[Given entries]

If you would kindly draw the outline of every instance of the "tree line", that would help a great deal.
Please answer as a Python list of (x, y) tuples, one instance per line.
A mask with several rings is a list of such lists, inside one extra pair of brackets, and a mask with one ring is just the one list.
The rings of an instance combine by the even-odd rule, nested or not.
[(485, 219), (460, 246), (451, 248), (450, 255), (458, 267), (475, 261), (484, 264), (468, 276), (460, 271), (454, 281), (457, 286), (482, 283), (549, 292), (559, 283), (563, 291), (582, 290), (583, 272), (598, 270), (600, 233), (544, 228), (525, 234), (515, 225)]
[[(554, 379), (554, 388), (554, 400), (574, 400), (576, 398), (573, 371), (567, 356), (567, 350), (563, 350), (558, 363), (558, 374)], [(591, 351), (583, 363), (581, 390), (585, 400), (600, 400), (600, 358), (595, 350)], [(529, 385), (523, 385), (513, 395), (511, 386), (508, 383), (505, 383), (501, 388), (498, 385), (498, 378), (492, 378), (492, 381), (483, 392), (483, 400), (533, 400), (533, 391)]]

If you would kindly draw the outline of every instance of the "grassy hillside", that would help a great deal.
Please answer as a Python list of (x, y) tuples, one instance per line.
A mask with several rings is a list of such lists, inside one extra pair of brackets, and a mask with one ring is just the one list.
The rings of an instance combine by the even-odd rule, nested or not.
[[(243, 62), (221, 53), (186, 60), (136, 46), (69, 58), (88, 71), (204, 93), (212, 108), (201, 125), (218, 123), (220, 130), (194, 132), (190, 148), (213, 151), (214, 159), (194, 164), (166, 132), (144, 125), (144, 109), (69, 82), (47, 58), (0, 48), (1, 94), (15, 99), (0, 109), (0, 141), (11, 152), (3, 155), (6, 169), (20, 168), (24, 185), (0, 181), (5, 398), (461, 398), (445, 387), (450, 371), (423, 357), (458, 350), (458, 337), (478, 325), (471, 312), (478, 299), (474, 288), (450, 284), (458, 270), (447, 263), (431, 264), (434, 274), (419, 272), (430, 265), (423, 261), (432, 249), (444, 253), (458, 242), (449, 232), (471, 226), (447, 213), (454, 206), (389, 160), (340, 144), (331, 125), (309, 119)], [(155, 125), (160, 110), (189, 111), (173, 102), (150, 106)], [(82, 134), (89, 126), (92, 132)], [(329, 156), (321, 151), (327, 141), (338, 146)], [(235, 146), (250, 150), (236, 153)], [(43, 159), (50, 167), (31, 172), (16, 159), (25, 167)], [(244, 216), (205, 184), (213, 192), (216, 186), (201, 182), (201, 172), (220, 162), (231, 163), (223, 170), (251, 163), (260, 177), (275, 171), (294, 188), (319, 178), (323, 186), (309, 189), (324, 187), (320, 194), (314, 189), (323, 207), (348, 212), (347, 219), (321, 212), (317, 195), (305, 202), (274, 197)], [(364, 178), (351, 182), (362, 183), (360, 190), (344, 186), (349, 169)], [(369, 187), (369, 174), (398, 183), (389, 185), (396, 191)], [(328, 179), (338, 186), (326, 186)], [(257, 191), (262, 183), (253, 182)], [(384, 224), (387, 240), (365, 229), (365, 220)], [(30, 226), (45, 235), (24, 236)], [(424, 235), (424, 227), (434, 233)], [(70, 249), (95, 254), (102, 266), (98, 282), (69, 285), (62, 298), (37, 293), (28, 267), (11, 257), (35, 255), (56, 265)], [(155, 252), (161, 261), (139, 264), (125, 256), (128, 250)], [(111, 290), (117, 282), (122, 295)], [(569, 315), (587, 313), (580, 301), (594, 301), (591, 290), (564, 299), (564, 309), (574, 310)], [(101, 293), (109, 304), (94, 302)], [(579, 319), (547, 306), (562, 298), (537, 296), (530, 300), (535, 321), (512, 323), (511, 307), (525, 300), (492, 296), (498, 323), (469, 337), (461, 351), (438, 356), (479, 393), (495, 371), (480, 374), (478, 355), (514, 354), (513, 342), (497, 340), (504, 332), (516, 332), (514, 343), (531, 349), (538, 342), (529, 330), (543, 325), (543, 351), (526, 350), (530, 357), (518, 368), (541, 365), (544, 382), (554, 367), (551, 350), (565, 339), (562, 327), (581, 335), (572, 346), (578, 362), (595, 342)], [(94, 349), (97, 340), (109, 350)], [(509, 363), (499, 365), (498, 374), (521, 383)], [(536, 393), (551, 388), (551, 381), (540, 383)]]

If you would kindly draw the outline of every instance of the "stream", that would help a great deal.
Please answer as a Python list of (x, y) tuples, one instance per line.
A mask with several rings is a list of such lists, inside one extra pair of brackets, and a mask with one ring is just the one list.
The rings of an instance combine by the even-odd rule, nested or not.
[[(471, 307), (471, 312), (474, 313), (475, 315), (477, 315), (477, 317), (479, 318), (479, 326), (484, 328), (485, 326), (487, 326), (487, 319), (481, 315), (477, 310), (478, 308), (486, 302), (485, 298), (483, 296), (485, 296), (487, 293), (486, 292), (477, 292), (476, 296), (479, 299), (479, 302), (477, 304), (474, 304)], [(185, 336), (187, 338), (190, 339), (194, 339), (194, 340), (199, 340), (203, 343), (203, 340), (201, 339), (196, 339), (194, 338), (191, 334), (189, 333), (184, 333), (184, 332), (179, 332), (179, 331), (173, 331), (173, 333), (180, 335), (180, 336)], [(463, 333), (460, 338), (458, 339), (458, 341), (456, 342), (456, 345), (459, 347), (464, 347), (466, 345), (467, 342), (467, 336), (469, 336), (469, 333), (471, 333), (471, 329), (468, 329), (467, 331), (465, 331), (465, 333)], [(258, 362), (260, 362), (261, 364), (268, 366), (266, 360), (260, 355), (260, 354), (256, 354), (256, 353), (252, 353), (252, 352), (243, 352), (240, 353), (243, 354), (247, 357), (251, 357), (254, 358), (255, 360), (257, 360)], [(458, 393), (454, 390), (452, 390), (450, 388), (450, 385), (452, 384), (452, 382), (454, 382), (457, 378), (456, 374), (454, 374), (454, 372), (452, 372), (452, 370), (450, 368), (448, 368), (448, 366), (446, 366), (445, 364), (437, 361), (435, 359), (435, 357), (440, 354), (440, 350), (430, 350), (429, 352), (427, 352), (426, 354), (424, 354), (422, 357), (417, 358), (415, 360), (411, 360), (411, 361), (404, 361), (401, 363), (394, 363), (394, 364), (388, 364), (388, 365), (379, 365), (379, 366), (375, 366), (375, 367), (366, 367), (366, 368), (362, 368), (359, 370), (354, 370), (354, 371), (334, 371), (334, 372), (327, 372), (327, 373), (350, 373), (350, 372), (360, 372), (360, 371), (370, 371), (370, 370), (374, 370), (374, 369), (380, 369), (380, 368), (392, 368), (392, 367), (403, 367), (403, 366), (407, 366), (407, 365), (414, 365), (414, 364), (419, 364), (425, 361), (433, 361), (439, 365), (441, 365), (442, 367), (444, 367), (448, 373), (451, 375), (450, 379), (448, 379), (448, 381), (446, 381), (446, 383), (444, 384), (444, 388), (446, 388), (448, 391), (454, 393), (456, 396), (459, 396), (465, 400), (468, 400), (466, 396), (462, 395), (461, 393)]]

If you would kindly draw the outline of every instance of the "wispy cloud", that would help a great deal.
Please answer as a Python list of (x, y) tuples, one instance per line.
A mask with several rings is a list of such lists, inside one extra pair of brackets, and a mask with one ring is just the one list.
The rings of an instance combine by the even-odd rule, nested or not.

[/Given entries]

* Work task:
Which of the lines above include the word "that"? List those lines.

* Answer section:
If you would kindly draw the outline of every instance of the "tree line", that would help a great deal.
If you would kindly draw the outline of every instance of the "grassy hillside", that would help a great deal.
If you would kindly draw the outline of every instance of the "stream", that would help a great deal.
If you would kindly draw the outline of every instance of the "wispy cloud", that would help a great deal.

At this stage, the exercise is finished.